◆ **Relato de origem**:

Eu cresci em agência de publicidade. Meu pai foi vendedor de outdoor e me levava pra lá e pra cá. Aos poucos, fui me enturmando mais com o pessoal da criação do que com os demais setores das agências. Nessa época era tudo paste up e letra set, um processo manual de montagem de layout, no qual os criativos desenhavam, recortavam e decalcavam os elementos textuais e gráficos para compor uma peça publicitária.
Numa tarde no começo dos anos 1990, ainda sem saber que me tornaria publicitário, vi uma exibição ao vivo do Corel. Acho que não tinha nem número, era apenas Corel, a primeira edição do software. Num pequeno bureau criativo, num dos quartos de uma casa, um amigo do meu pai brincava com a imagem de um lápis da Coca-Cola, deformando-o na altura e na largura, apenas ao puxar suas extremidades, algo surreal na época. Na mesma página, dentro da tela do computador, fazia retângulos, estrelas e círculos, trocava suas cores em poucos segundos e os apagava num clique. A palavra deletar nem era usada ainda. Aquilo foi assustador. Seria o fim de todos aqueles meus amigos que faziam paste up? Agora qualquer um poderia criar materiais publicitários, trabalho antes reservado para quem tinha não somente, mas também mãos talentosas?

◆ **Trechos das entradas**:
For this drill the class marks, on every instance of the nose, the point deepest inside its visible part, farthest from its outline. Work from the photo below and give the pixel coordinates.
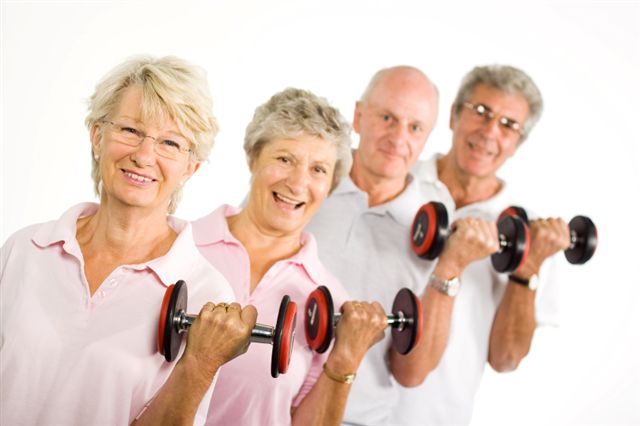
(298, 179)
(145, 153)
(399, 135)
(491, 127)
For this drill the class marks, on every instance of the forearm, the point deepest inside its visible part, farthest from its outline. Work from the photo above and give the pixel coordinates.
(411, 369)
(177, 401)
(326, 402)
(513, 328)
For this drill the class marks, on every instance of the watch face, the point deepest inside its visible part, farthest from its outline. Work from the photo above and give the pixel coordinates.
(453, 287)
(533, 283)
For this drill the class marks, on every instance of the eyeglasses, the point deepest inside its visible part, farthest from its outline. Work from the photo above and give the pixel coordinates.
(170, 147)
(483, 111)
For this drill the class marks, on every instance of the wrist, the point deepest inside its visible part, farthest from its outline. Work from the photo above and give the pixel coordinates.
(447, 270)
(199, 375)
(338, 377)
(342, 362)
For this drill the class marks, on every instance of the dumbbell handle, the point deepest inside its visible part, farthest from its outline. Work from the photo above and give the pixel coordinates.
(502, 240)
(259, 334)
(396, 321)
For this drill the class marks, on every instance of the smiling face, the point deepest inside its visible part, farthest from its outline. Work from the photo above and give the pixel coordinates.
(136, 176)
(290, 180)
(481, 145)
(394, 123)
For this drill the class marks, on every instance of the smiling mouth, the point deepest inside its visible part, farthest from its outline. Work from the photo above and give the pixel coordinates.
(137, 177)
(480, 148)
(282, 199)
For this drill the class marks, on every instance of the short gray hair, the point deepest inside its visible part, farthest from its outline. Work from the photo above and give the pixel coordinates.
(507, 79)
(171, 88)
(293, 113)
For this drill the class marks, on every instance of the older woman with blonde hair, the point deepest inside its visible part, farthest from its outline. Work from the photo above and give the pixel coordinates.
(298, 148)
(80, 296)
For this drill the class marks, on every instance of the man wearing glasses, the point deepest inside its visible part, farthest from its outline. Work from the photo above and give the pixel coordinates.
(494, 316)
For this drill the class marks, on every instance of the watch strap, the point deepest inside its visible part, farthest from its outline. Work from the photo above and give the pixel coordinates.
(336, 377)
(517, 279)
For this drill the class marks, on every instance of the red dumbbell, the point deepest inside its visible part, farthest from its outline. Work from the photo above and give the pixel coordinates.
(582, 233)
(405, 322)
(174, 321)
(430, 229)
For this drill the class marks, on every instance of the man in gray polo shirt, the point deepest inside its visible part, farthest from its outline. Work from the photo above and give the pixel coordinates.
(363, 235)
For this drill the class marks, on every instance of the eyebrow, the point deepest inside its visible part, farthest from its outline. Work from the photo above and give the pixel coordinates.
(286, 151)
(172, 132)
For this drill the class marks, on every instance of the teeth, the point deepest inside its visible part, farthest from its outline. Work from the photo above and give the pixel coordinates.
(138, 177)
(477, 147)
(287, 200)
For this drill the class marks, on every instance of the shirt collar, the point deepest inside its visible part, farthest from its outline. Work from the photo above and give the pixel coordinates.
(213, 228)
(427, 171)
(307, 258)
(63, 230)
(180, 257)
(169, 267)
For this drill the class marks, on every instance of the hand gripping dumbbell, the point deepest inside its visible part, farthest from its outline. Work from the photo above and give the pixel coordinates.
(430, 230)
(320, 320)
(582, 233)
(174, 321)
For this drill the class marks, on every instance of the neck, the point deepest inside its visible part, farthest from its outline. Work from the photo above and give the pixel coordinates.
(464, 188)
(121, 232)
(380, 189)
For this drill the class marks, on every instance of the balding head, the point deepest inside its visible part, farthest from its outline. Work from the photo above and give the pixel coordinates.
(394, 117)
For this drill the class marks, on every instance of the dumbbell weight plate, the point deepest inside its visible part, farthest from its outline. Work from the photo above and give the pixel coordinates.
(429, 230)
(404, 340)
(318, 319)
(587, 235)
(515, 211)
(284, 334)
(169, 339)
(510, 258)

◆ **Tarefas do exercício**:
**a)** Liste as formas geométricas que, segundo o relato, o amigo do pai fazia na tela do computador.
**b)** Devolva sem alterações o trecho do relato que começa nas palavras "Eu cresci em" e vai até "uma peça publicitária.", inclusive.
As entradas não guardam relação com o relato.

◆ **Respostas por tarefa**:
**a)** Retângulos, estrelas e círculos.

**b)**
Eu cresci em agência de publicidade. Meu pai foi vendedor de outdoor e me levava pra lá e pra cá. Aos poucos, fui me enturmando mais com o pessoal da criação do que com os demais setores das agências. Nessa época era tudo paste up e letra set, um processo manual de montagem de layout, no qual os criativos desenhavam, recortavam e decalcavam os elementos textuais e gráficos para compor uma peça publicitária.